[imgcontainer left] [img:pinetop.gif] Pinetop Perkins, the oldest-ever Grammy award winner and native of Belzoni, Mississippi, died Monday at the age of 97. See a YouTube of Pinetop on the jump [/imgcontainer]
Home health care providers in rural areas would be eligible to receive Medicare payments for remote monitoring of patients under a bill introduced this week by Sen. John Thune, a South Dakota Republican, and Sen. Amy Klobuchar, a Democrat from Minnesota.
A similar bill has been introduced in the three previous sessions of Congress and has gone nowhere, according to a report by the Center for Public Integrity. This year, however, the bill faces no opposition and has been referred to a friendly committee. Kimberly Leonard and Josh Israel report:
Historically, home health care has involved nurses traveling to patients’ homes several times a week to monitor their condition and provide appropriate treatment. “Telehealth,” or the use of audio and video technology, allows home health agencies to monitor patients’ blood pressure, heart rate, and other vital signs to fill gaps between visits. It also allows patients to communicate with their providers remotely.
Supporters say this technology will reduce hospital readmission, give patients greater independence, and improve health, by allowing senior citizens to live at home longer prior to or instead of requiring nursing home care. They also believe the monitoring technologies themselves could help reduce home health visits somewhat, saving Medicare money.
•Would the AT&T purchase of T-Mobile really be a good deal for rural America?

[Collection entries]
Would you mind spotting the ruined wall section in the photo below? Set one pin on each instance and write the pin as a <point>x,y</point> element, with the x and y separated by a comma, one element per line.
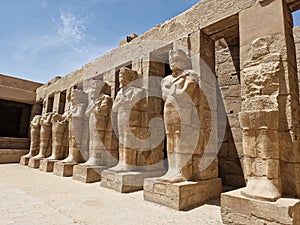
<point>199,16</point>
<point>297,43</point>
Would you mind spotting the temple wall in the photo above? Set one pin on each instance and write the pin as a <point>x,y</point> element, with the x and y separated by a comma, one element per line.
<point>17,107</point>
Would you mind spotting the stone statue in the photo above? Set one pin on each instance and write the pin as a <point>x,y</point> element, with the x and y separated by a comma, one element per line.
<point>99,116</point>
<point>59,137</point>
<point>259,120</point>
<point>77,127</point>
<point>34,136</point>
<point>122,105</point>
<point>181,96</point>
<point>45,136</point>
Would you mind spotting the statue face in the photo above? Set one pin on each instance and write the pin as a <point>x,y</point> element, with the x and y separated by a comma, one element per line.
<point>123,78</point>
<point>175,61</point>
<point>178,60</point>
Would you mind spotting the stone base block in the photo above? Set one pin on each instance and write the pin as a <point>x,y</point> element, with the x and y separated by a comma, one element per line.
<point>24,160</point>
<point>126,182</point>
<point>47,165</point>
<point>239,210</point>
<point>88,174</point>
<point>34,163</point>
<point>63,169</point>
<point>184,195</point>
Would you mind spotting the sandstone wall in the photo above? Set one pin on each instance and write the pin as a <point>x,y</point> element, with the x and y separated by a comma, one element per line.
<point>212,16</point>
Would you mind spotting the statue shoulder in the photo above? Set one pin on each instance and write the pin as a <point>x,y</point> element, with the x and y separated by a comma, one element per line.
<point>167,80</point>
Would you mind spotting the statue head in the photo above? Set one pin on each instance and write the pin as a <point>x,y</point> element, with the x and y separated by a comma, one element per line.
<point>126,76</point>
<point>78,96</point>
<point>179,60</point>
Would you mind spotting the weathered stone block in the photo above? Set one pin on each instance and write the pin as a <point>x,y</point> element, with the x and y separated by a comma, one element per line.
<point>24,160</point>
<point>34,163</point>
<point>182,196</point>
<point>239,210</point>
<point>88,174</point>
<point>47,165</point>
<point>63,169</point>
<point>126,182</point>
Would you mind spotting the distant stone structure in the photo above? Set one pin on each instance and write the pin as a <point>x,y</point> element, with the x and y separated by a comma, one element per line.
<point>242,79</point>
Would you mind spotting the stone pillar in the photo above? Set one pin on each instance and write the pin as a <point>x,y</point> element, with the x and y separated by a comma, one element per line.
<point>137,159</point>
<point>45,147</point>
<point>78,134</point>
<point>192,176</point>
<point>270,102</point>
<point>59,142</point>
<point>34,140</point>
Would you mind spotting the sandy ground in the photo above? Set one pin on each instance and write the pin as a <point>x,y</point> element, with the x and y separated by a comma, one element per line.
<point>29,196</point>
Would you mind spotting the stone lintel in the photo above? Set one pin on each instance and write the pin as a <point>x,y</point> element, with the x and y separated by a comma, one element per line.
<point>47,165</point>
<point>239,210</point>
<point>88,174</point>
<point>63,169</point>
<point>182,196</point>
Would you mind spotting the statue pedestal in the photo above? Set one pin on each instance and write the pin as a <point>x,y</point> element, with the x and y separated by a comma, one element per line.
<point>184,195</point>
<point>34,163</point>
<point>126,182</point>
<point>88,174</point>
<point>240,210</point>
<point>47,165</point>
<point>24,160</point>
<point>63,169</point>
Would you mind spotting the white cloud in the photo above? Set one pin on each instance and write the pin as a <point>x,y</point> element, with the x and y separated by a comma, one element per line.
<point>70,29</point>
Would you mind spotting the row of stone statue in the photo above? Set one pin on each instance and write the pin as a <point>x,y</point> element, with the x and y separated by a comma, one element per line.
<point>84,133</point>
<point>85,143</point>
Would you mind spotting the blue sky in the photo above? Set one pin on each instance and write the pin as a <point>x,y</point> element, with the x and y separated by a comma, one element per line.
<point>44,38</point>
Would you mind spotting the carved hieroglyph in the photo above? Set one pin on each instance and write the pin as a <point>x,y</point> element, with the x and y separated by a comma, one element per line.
<point>45,136</point>
<point>259,120</point>
<point>78,136</point>
<point>34,136</point>
<point>59,137</point>
<point>182,96</point>
<point>101,135</point>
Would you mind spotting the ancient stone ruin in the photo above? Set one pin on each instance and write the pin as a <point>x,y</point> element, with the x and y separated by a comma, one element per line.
<point>204,106</point>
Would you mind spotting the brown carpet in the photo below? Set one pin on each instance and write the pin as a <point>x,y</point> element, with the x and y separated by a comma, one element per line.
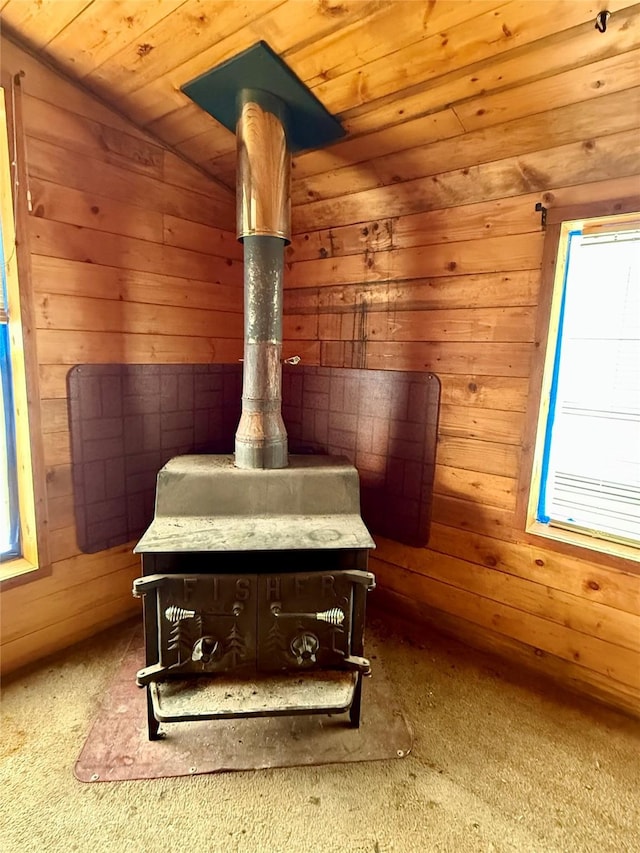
<point>118,748</point>
<point>499,763</point>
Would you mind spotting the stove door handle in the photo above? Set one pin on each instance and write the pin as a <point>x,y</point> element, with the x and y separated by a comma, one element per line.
<point>358,663</point>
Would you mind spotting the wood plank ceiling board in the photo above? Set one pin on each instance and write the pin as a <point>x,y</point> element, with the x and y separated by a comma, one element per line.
<point>400,76</point>
<point>103,29</point>
<point>39,21</point>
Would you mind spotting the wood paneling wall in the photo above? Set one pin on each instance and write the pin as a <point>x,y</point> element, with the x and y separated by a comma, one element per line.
<point>132,261</point>
<point>429,258</point>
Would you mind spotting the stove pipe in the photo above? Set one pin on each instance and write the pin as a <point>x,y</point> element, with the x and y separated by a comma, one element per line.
<point>263,226</point>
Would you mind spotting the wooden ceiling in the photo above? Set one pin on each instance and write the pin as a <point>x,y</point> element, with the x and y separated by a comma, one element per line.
<point>399,75</point>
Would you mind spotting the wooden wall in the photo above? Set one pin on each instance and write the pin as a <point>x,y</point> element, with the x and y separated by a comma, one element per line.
<point>132,261</point>
<point>429,259</point>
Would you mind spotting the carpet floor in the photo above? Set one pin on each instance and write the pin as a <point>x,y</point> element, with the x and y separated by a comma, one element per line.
<point>500,762</point>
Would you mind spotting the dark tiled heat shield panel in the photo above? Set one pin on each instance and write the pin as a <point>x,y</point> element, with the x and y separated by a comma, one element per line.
<point>127,421</point>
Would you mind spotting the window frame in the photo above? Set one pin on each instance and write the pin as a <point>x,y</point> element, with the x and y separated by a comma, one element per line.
<point>33,561</point>
<point>576,543</point>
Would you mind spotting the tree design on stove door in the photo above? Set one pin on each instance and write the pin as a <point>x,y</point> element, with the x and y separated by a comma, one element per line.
<point>236,648</point>
<point>184,632</point>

How to complete this task
Copy out the whole news roundup word for word, from the start of the text to its end.

Exercise answer
[imgcontainer left] [img:pinetop.gif] Pinetop Perkins, the oldest-ever Grammy award winner and native of Belzoni, Mississippi, died Monday at the age of 97. See a YouTube of Pinetop on the jump [/imgcontainer]
Home health care providers in rural areas would be eligible to receive Medicare payments for remote monitoring of patients under a bill introduced this week by Sen. John Thune, a South Dakota Republican, and Sen. Amy Klobuchar, a Democrat from Minnesota.
A similar bill has been introduced in the three previous sessions of Congress and has gone nowhere, according to a report by the Center for Public Integrity. This year, however, the bill faces no opposition and has been referred to a friendly committee. Kimberly Leonard and Josh Israel report:
Historically, home health care has involved nurses traveling to patients’ homes several times a week to monitor their condition and provide appropriate treatment. “Telehealth,” or the use of audio and video technology, allows home health agencies to monitor patients’ blood pressure, heart rate, and other vital signs to fill gaps between visits. It also allows patients to communicate with their providers remotely.
Supporters say this technology will reduce hospital readmission, give patients greater independence, and improve health, by allowing senior citizens to live at home longer prior to or instead of requiring nursing home care. They also believe the monitoring technologies themselves could help reduce home health visits somewhat, saving Medicare money.
•Would the AT&T purchase of T-Mobile really be a good deal for rural America?